Text excerpt:
┄┄┄┄┄┄┄┄┄┄┄┄┄┄┄┄┄┄┄┄
Boeing asks that we remove the reference to the following AFM limitations: “The 17,000-lb center wing tank (CWT) minimum fuel amount to select the CWT override/jettison pumps ON during takeoff” and “There is no change to the maximum zero fuel gross weight found in the airplane flight manual.” Boeing states that the NPRM should be consistent with the AFM certificate limitations contained in AD 2007-13-04, Amendment 39-15108 (72 FR 33859, June 20, 2007). Boeing adds that in discussions regarding AFM limitations in this AD it was agreed that AFM limitations were not required for an obvious pilot action driven by engine indicating and crew alerting system (EICAS) messages.

We agree with the Boeing comment for the reasons provided and because the certification limitation for CWT minimum fuel is covered by EICAS messages, which makes it redundant. We have removed the subject limitations and changed the FAA letter concerning these limitations referred to in Note 3 of this AD.
┄┄┄┄┄┄┄┄┄┄┄┄┄┄┄┄┄┄┄┄
Source data:
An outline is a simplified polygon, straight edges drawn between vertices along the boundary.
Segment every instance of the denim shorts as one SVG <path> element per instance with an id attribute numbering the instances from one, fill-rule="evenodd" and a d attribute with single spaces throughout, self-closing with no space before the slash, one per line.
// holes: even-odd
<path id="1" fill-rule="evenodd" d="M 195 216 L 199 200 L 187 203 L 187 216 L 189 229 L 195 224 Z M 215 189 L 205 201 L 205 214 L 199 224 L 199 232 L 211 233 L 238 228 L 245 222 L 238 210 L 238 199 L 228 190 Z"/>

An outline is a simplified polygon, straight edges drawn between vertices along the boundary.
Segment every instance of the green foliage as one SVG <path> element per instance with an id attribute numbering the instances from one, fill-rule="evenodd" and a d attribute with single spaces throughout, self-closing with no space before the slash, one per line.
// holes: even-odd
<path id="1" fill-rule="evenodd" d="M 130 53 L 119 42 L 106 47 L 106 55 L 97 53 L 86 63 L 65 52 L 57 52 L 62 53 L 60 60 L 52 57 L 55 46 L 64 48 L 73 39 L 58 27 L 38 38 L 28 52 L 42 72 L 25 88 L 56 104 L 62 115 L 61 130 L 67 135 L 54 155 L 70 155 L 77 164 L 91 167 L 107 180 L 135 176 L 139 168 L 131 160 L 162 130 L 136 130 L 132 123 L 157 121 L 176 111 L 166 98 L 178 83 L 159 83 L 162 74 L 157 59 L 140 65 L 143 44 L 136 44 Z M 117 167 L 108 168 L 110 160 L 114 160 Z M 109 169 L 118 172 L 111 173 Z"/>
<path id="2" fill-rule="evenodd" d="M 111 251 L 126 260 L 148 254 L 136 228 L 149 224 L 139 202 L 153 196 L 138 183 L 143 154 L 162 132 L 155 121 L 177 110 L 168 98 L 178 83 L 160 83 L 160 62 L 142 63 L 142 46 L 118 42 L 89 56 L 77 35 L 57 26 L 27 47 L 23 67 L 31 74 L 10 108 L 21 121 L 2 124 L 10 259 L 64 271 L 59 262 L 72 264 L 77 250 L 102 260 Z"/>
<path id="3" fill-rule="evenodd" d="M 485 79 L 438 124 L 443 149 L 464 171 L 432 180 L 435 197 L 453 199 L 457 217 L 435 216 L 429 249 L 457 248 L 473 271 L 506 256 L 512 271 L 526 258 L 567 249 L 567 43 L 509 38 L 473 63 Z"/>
┄┄┄┄┄┄┄┄┄┄┄┄┄┄┄┄┄┄┄┄
Written request:
Repeat word for word the part of the passage on AFM limitations above that begins at "We agree with" and ends after "of this AD.".

Answer to the exercise:
We agree with the Boeing comment for the reasons provided and because the certification limitation for CWT minimum fuel is covered by EICAS messages, which makes it redundant. We have removed the subject limitations and changed the FAA letter concerning these limitations referred to in Note 3 of this AD.